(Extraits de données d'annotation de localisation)
.....
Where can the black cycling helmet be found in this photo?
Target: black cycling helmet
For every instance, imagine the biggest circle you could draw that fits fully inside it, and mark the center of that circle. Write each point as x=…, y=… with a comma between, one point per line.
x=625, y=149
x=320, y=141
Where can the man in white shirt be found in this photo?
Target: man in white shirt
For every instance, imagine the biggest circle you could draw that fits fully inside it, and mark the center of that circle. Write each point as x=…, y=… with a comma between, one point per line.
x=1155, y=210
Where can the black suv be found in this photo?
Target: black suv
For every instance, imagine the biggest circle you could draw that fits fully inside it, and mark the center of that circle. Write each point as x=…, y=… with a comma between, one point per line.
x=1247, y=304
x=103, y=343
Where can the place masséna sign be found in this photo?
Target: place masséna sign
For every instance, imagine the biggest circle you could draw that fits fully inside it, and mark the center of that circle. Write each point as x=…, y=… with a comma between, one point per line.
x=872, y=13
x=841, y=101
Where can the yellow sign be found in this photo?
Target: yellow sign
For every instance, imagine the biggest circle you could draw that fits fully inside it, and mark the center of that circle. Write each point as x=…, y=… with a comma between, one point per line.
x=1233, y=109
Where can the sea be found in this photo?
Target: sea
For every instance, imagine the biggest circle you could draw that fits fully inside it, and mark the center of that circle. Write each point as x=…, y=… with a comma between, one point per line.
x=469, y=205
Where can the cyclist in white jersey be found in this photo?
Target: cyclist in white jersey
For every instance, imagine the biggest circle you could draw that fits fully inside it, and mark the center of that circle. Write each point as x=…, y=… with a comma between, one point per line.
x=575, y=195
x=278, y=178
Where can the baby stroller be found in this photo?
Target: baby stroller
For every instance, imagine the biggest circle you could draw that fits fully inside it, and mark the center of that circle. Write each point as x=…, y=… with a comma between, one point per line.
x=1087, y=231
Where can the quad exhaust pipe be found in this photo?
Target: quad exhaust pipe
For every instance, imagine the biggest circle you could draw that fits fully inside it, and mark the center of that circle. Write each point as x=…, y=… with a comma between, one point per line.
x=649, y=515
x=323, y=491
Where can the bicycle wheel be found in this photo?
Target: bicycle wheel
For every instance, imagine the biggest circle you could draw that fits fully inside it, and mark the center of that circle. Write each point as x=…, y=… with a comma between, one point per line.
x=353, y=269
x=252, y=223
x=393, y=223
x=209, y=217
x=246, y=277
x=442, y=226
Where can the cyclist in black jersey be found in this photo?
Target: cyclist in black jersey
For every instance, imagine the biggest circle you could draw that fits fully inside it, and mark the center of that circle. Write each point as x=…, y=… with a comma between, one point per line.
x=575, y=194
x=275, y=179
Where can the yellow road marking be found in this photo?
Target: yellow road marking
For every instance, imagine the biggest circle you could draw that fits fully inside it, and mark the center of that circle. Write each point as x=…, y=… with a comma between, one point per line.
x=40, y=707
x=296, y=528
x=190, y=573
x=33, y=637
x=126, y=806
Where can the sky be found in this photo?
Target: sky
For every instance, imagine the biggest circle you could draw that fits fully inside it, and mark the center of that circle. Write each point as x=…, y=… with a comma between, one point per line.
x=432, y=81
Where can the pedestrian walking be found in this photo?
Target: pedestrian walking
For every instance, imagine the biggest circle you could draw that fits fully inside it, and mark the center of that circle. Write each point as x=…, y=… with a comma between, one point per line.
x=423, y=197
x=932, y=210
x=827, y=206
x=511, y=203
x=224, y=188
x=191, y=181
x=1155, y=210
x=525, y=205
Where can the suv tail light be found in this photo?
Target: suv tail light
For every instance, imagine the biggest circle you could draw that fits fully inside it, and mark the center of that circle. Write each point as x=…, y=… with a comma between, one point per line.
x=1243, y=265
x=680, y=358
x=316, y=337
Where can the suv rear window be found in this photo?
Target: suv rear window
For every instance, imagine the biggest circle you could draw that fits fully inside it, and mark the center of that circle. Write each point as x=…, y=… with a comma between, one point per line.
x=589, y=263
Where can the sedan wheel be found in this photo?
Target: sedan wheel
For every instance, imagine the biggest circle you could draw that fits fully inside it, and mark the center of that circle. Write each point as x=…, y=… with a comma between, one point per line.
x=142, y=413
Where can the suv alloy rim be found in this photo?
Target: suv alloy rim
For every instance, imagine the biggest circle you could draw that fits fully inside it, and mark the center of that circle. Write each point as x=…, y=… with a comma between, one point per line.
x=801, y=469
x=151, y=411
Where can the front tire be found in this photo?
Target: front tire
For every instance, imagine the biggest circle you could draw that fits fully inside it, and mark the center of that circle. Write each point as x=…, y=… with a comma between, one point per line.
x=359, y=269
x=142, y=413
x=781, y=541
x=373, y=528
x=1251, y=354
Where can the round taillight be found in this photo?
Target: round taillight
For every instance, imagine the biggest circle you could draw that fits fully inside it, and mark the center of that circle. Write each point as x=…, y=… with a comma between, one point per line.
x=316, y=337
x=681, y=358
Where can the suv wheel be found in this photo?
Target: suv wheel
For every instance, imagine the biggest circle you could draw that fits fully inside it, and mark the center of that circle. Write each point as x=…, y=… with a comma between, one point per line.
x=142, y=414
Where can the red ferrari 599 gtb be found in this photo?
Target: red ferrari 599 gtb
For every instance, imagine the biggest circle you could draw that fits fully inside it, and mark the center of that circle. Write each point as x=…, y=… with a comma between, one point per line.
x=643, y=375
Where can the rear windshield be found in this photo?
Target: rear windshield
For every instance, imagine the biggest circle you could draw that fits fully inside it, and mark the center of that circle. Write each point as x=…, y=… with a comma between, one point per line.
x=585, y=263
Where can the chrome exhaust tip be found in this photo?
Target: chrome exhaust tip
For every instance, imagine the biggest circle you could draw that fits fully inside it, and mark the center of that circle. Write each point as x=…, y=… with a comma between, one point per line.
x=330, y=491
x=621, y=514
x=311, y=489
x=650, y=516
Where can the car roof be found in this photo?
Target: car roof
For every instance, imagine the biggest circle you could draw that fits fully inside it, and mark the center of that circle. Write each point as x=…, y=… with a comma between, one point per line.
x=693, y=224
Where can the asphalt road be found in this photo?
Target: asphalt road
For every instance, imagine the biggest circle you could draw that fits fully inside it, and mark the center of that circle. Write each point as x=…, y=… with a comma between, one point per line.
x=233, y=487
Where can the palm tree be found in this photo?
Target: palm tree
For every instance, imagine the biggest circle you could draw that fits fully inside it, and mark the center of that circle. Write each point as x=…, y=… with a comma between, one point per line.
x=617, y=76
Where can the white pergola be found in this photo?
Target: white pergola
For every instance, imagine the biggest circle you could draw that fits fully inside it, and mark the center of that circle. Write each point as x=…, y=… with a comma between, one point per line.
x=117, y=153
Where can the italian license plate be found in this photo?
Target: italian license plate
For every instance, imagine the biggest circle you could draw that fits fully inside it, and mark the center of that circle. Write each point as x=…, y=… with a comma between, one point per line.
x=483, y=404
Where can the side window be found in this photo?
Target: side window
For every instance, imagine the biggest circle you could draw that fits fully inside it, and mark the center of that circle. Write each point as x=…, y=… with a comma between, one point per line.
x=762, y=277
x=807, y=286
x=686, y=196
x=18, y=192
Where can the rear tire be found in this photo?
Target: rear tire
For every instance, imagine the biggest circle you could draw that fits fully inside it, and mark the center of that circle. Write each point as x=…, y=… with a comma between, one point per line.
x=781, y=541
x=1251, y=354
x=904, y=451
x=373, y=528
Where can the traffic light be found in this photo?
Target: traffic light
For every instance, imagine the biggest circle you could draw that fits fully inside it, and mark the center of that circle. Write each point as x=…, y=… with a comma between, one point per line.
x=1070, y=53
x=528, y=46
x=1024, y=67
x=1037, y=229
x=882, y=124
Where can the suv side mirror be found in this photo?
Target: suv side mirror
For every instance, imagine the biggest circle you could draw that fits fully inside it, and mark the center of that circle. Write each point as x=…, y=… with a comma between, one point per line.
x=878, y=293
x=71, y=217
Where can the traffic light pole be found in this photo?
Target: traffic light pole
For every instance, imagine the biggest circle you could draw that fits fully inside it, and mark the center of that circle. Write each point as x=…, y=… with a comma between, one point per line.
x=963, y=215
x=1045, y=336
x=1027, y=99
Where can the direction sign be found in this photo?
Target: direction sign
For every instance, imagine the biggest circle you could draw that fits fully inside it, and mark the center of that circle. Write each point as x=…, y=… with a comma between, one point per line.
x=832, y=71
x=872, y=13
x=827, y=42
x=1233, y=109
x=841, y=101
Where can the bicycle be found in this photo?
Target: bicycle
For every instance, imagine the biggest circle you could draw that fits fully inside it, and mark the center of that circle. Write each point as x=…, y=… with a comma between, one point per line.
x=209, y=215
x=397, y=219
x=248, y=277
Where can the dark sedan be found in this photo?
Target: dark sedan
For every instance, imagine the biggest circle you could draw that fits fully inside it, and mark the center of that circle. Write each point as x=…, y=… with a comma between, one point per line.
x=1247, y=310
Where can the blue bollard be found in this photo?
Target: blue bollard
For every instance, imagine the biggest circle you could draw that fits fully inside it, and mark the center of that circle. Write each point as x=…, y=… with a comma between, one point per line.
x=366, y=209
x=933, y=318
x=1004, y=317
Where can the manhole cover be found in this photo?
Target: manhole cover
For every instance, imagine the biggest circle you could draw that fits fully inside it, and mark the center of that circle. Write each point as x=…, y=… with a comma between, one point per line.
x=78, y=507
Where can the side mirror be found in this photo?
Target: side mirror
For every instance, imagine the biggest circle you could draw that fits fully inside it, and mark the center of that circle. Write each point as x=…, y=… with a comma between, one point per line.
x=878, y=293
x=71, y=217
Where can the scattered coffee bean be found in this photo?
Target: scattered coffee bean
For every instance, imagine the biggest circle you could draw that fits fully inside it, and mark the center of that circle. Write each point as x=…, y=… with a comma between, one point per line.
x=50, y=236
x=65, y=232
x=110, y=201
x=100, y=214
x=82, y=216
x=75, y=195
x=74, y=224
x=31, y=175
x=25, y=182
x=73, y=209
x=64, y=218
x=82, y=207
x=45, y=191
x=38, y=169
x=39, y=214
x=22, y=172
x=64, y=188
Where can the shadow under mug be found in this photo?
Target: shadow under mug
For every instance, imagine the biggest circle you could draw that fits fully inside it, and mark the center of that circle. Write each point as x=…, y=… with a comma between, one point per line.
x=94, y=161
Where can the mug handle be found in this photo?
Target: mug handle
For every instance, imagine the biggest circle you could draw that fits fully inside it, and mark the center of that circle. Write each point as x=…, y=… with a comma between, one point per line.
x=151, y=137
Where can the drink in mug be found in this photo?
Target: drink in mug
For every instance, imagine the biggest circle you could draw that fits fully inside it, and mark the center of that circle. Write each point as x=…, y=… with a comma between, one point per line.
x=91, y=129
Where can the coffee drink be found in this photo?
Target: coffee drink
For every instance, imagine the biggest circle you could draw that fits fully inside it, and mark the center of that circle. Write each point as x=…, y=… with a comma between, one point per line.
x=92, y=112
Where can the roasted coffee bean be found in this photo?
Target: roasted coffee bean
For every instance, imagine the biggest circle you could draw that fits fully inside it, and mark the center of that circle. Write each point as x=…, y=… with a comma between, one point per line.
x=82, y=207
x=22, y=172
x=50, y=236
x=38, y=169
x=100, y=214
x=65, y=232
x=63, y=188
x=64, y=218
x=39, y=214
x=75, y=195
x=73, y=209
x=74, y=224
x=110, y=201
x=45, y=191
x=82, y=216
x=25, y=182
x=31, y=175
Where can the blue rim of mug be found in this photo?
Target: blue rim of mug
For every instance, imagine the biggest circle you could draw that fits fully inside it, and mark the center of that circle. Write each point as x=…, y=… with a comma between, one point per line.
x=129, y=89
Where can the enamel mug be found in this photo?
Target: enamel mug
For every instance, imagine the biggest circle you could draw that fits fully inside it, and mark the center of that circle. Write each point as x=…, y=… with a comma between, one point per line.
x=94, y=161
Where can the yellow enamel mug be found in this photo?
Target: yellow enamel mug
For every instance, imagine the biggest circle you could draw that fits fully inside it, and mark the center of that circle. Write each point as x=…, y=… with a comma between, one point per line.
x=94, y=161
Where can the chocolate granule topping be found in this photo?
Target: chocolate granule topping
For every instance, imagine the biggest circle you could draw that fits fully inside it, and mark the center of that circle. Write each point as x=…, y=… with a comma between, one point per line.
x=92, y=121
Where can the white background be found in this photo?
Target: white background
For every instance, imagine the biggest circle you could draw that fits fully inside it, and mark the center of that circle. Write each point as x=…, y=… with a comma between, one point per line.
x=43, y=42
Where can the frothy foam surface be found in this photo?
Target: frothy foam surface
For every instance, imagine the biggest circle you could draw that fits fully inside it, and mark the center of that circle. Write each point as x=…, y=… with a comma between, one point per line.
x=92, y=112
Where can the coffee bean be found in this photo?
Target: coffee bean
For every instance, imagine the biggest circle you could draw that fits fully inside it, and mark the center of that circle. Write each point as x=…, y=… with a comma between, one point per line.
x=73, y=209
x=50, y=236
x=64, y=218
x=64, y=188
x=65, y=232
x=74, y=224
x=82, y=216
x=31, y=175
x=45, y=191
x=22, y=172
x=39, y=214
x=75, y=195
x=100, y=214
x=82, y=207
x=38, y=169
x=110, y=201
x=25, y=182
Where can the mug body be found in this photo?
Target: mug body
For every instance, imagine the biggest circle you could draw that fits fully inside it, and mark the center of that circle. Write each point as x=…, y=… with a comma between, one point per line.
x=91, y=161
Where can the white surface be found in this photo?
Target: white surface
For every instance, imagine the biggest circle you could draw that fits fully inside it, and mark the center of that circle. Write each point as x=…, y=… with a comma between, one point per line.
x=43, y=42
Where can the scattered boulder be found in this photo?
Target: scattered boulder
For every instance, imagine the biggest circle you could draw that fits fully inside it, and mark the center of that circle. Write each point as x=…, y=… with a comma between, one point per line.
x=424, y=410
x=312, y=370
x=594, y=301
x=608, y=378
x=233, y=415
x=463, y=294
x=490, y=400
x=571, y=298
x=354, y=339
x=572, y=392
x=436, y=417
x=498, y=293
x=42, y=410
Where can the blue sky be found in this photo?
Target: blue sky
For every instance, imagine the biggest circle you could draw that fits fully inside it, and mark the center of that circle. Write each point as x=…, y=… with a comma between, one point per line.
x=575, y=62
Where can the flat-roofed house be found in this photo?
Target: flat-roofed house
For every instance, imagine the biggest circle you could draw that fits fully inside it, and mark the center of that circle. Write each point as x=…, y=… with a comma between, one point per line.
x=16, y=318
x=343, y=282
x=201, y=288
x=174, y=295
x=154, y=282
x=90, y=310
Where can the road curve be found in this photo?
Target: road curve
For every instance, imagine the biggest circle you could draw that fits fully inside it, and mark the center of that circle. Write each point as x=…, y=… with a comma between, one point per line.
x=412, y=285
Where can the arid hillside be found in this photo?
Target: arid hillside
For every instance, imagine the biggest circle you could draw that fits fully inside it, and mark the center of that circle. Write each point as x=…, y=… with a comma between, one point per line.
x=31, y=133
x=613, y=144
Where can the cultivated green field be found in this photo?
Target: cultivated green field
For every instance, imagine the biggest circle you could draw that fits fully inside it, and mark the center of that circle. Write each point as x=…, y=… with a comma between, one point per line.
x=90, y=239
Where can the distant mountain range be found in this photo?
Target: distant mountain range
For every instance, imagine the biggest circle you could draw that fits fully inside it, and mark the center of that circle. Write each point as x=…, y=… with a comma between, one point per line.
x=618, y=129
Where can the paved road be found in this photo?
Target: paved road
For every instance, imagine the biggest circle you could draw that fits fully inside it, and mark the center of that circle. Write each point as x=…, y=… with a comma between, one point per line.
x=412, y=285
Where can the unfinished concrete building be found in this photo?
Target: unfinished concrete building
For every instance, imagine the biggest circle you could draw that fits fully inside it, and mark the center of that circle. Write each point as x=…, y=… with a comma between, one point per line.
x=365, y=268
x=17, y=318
.....
TRAVAIL À EFFECTUER >>
Recopiez fidèlement les lignes du matériel, de celle qui contient « Where can the suv rear » jusqu'à celle qui contient « x=681, y=358 », ces deux lignes comprises.

RÉPONSE À L'EXERCICE >>
Where can the suv rear window be found in this photo?
Target: suv rear window
For every instance, imagine the biggest circle you could draw that fits fully inside it, and mark the center of that circle. Write each point as x=…, y=… with a comma between, one point per line.
x=589, y=263
Where can the sedan wheel be found in this photo?
Target: sedan wheel
For every instance, imagine the biggest circle you could draw that fits fully inside it, and mark the center of that circle. Write each point as x=…, y=… with a comma between, one point per line.
x=142, y=413
Where can the suv alloy rim be found in this photo?
Target: suv alloy rim
For every instance, imagine the biggest circle you could draw that fits fully inside it, and mark the center of that circle. Write each point as x=…, y=… with a comma between, one point per line.
x=801, y=469
x=151, y=411
Where can the front tire be found in this photo?
Target: front tire
For every instance, imagine the biggest circle you could draw that fits fully inside it, and mark the center of that circle. Write each point as x=…, y=… with a comma between, one point per line.
x=359, y=269
x=142, y=413
x=781, y=541
x=373, y=528
x=1251, y=354
Where can the round taillight be found in this photo?
Target: round taillight
For every instance, imagine the biggest circle you could draw that fits fully inside it, and mark the center of that circle. Write each point as x=…, y=… with a comma between, one point per line.
x=316, y=337
x=681, y=358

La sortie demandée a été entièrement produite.